== READING TEXT ==
▼▼▼

Tenstorrent Grayskull f(x) = AI training acceleration
Tenstorrent Grayskull is a tile-based architecture of compute tiles with systolic arrays paired with on-tile high-bandwidth memory to deliver massive data-parallel tensor math and training throughput for large neural networks.
Tenstorrent Wormhole f(x) = AI accelerator
Tenstorrent Wormhole is a multi-chip module designed for large language models, providing a high-bandwidth interconnect and integration with the Tenstorrent software stack.
Thermodynamic computer f(x) = sampling from Boltzmann distributions
Uses thermal noise in analog circuits to sample from Boltzmann distributions. Thermal fluctuations provide natural randomness that follows statistical mechanics principles. The Normal Computing SDE (Stochastic Differential Equation) approach leverages this thermal noise for computation. Speed: microseconds to milliseconds (thermal equilibration). Capacity: probabilistic sampling problems (scales with circuit complexity).
Thermodynamic computer (Normal Computing SPU) f(x) = probabilistic sampling / linear algebra via thermal equilibration
Analog physics-based computers using thermodynamic principles for computation. Normal Computing's Stochastic Processing Unit (SPU) uses RLC circuits as unit cells with all-to-all coupling via switched capacitances, natively simulating Langevin/Ornstein-Uhlenbeck dynamics for probabilistic reasoning, generative design, and scientific computing.

▲▲▲

== EXERCISE INSTRUCTIONS ==
1. Answer these questions from the hardware descriptions:
(a) What is Tenstorrent Wormhole designed for?
(b) What does Normal Computing's Stochastic Processing Unit use as unit cells?
(c) What speed is given for the thermodynamic computer that samples from Boltzmann distributions?
2. From the hardware descriptions, extract the passage starting at "Thermodynamic computer f(x)" and ending at "with circuit complexity).".

== DATA SHOWN ==
▼▼▼

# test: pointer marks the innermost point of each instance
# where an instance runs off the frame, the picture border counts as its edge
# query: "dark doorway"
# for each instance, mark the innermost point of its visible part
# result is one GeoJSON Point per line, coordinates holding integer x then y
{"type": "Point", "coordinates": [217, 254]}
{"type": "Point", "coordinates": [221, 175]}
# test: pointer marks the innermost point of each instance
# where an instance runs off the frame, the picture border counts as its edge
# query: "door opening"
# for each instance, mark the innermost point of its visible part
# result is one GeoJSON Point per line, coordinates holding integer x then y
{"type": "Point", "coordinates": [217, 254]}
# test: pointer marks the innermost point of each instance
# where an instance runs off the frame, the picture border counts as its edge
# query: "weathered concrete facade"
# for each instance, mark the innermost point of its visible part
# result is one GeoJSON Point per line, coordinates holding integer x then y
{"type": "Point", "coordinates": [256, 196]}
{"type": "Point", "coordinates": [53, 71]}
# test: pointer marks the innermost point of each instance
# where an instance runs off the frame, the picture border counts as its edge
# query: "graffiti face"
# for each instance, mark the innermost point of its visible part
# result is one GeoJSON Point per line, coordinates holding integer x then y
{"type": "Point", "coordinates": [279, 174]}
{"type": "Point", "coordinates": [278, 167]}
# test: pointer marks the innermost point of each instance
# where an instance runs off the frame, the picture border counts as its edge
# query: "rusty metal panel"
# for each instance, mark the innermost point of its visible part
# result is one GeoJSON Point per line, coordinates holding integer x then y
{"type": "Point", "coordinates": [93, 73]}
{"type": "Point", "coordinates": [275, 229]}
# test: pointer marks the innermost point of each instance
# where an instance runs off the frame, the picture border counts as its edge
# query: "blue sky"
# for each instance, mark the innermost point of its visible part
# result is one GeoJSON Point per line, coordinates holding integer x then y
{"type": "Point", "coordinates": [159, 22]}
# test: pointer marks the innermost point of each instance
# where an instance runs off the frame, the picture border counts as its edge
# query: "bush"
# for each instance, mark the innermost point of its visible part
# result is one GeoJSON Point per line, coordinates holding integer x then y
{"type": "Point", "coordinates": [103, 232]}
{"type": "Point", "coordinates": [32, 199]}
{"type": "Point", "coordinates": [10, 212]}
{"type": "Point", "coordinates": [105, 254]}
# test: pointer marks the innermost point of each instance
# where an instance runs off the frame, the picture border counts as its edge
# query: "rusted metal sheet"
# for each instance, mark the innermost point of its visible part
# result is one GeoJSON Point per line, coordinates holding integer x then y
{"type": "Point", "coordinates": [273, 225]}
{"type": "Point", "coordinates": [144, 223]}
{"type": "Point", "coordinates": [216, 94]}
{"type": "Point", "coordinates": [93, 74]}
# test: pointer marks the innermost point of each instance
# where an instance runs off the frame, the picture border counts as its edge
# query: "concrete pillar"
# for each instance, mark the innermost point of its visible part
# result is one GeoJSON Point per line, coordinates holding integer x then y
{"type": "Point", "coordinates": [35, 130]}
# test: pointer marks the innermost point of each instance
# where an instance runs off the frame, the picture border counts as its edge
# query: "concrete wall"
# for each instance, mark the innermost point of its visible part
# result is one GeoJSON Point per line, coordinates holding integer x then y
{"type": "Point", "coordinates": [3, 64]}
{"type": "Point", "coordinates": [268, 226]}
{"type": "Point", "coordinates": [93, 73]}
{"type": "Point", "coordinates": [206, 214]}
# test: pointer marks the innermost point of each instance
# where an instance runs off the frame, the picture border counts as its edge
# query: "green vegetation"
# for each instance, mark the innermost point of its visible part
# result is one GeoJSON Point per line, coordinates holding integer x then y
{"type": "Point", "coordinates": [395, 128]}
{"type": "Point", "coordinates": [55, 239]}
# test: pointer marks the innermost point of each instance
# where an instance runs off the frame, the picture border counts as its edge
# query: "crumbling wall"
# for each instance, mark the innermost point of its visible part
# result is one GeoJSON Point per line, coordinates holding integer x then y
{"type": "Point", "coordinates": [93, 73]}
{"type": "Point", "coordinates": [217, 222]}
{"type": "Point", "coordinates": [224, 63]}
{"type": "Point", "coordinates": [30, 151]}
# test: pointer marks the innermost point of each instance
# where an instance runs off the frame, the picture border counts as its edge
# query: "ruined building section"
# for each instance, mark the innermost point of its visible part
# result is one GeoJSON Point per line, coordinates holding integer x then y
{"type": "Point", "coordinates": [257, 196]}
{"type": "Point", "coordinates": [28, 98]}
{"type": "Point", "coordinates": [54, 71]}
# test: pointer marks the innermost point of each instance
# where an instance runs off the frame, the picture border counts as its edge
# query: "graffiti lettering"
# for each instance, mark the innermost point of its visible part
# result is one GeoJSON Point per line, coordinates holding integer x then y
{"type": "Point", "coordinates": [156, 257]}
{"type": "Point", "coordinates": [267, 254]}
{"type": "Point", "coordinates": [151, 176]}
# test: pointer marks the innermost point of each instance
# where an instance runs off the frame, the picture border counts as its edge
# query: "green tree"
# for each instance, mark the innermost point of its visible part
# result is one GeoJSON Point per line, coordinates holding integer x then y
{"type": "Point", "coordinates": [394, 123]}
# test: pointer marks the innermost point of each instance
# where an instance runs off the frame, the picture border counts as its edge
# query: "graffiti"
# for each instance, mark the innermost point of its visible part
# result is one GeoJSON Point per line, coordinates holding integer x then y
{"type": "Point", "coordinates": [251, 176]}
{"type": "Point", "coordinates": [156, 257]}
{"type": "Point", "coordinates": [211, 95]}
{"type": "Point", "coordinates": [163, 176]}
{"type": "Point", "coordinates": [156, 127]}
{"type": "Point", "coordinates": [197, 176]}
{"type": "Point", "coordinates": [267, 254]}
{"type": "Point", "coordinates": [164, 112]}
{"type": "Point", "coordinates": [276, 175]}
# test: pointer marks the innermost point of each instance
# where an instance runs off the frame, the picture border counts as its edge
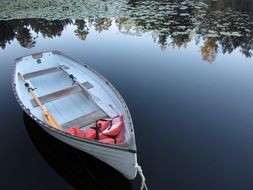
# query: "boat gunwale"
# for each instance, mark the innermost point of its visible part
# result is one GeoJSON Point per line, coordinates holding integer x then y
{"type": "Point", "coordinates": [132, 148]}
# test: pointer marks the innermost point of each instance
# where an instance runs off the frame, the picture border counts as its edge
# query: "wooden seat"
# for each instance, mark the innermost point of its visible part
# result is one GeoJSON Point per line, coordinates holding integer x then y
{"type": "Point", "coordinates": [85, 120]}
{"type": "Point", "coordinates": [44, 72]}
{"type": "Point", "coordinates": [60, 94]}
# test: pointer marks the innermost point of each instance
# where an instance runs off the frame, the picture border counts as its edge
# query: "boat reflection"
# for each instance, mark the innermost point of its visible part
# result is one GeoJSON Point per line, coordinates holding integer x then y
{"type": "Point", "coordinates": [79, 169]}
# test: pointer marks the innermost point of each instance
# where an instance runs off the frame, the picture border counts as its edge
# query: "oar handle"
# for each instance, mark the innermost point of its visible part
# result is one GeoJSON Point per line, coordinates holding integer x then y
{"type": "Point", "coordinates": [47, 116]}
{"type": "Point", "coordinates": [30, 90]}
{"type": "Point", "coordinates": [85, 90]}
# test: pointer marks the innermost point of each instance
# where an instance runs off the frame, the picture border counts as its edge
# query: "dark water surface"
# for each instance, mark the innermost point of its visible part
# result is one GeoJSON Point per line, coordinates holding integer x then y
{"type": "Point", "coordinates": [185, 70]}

▲▲▲
▼▼▼

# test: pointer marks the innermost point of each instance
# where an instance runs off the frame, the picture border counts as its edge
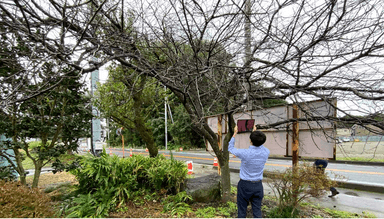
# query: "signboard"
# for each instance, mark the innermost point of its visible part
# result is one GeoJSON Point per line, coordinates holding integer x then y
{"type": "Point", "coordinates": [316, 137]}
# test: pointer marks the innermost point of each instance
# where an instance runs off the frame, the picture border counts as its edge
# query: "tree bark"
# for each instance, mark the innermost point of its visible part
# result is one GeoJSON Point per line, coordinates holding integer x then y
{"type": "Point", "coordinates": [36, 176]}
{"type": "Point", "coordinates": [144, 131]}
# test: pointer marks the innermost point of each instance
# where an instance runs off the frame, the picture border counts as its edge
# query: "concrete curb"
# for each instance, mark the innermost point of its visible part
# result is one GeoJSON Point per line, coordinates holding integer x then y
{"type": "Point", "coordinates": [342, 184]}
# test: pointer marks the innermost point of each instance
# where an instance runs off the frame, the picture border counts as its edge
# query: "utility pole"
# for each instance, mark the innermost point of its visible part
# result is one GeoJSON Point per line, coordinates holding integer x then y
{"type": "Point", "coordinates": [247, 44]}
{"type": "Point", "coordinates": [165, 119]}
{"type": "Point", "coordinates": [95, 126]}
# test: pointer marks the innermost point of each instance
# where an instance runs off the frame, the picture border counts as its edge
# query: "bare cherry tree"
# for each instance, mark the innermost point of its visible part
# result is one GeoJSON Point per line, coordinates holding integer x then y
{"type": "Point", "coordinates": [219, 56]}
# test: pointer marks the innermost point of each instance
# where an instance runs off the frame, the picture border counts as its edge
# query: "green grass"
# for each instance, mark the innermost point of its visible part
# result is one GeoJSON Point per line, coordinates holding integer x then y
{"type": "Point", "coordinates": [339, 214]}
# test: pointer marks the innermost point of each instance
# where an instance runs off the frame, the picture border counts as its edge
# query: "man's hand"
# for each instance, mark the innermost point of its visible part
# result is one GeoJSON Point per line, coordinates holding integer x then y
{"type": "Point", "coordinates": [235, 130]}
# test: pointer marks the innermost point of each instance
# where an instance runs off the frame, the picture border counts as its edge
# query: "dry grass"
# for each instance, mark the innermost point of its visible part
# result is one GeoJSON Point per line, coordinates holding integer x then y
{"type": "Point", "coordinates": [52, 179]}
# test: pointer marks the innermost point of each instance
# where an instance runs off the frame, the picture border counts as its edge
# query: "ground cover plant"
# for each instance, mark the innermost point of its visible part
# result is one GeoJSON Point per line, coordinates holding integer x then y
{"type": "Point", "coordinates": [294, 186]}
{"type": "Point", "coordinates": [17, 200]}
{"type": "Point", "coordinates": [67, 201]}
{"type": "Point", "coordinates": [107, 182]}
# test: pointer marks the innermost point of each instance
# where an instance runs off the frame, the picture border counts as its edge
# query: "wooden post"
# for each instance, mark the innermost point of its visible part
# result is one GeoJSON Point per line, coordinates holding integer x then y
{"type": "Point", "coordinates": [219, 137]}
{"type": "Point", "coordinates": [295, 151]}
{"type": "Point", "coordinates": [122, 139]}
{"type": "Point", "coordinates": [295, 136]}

▲▲▲
▼▼▼

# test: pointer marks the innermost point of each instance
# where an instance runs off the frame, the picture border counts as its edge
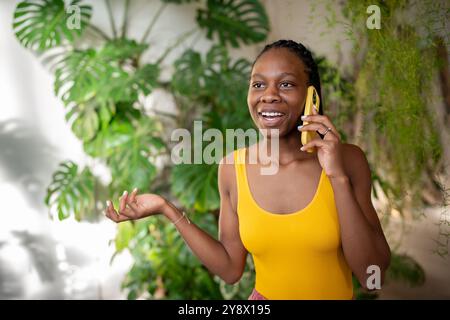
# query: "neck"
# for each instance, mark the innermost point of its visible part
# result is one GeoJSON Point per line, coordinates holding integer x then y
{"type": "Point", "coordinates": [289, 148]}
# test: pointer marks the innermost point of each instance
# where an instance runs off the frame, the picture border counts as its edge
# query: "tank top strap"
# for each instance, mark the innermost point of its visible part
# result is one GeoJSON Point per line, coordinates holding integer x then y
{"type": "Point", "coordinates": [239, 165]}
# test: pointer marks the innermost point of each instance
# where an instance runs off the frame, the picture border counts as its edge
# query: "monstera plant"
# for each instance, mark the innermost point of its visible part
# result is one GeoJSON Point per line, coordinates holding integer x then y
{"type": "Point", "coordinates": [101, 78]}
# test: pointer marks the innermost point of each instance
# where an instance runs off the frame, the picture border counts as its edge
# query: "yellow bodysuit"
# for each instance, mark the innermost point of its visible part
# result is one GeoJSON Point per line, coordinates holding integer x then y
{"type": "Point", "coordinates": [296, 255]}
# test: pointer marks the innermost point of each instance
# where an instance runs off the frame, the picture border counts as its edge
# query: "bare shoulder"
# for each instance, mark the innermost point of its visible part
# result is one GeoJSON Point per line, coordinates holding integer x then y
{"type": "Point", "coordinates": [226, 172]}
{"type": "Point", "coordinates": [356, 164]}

▲▲▲

== RESULTS OF THE TASKS ==
1.
(a) Large language models.
(b) RLC circuits.
(c) Microseconds to milliseconds (thermal equilibration).

2.
Thermodynamic computer f(x) = sampling from Boltzmann distributions
Uses thermal noise in analog circuits to sample from Boltzmann distributions. Thermal fluctuations provide natural randomness that follows statistical mechanics principles. The Normal Computing SDE (Stochastic Differential Equation) approach leverages this thermal noise for computation. Speed: microseconds to milliseconds (thermal equilibration). Capacity: probabilistic sampling problems (scales with circuit complexity).